>> BEGIN PASSAGE PROVIDED

Logo Questions Linux Laravel Mysql Ubuntu Git Menu
 

How to flatten an XML file into a set of xpath expressions?

Tags:

java

xml

xpath

Consider I have the following example XML file:

<ns1:create xmlns:ns1='http://predic8.com/wsdl/material/ArticleService/1/'>
   <article xmlns:ns1='http://predic8.com/material/1/'>
      <name xmlns:ns1='http://predic8.com/material/1/'>foo</name>
      <description xmlns:ns1='http://predic8.com/material/1/'>bar</description>
      <price xmlns:ns1='http://predic8.com/common/1/'>
         <amount xmlns:ns1='http://predic8.com/common/1/'>00.00</amount>
         <currency xmlns:ns1='http://predic8.com/common/1/'>USD</currency>
      </price>
      <id xmlns:ns1='http://predic8.com/material/1/'>1</id>
   </article>
</ns1:create>

What would be the best (most efficient) way to flatten this into a set of xpath expressions. Note also: I want to ignore any namespace and attribute information. (If needed, this could also be done as a pre-processing step).

>> END PASSAGE PROVIDED

## SHORT EXERCISE 1
Count how many lines of the entries below contain the word "pointe", matching case exactly, and give only that number.

>> BEGIN EXERCISE INPUT

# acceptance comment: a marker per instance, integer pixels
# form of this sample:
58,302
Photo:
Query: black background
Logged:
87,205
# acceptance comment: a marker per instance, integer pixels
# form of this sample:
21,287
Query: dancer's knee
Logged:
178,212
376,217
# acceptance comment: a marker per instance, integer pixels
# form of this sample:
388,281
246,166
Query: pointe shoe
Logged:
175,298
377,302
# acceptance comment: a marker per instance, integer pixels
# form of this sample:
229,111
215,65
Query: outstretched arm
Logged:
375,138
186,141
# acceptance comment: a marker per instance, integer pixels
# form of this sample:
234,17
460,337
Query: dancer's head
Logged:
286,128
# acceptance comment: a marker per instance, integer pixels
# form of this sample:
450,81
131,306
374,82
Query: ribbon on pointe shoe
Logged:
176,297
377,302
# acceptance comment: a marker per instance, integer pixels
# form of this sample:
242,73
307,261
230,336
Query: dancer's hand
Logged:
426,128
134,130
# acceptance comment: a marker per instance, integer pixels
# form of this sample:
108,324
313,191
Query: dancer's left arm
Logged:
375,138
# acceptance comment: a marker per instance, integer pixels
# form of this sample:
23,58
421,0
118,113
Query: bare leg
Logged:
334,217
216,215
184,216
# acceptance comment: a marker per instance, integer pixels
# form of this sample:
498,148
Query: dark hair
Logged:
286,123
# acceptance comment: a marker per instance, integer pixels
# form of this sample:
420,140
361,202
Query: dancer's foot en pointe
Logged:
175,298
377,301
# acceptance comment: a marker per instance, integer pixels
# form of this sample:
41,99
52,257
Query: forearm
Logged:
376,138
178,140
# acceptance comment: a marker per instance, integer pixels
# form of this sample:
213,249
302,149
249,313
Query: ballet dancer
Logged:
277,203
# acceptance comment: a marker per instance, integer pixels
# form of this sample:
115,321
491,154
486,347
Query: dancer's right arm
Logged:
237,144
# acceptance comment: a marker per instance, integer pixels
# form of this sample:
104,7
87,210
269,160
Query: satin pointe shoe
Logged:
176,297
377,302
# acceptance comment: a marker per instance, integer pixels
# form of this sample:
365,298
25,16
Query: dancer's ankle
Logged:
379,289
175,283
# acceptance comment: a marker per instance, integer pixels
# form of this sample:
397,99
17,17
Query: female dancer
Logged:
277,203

>> END EXERCISE INPUT

## SHORT EXERCISE 2
Write out the passage of the question on flattening XML between "What would be" and "a pre-processing step).", inclusive, copying it word for word.

## FINAL ANSWER 1
4

## FINAL ANSWER 2
What would be the best (most efficient) way to flatten this into a set of xpath expressions. Note also: I want to ignore any namespace and attribute information. (If needed, this could also be done as a pre-processing step).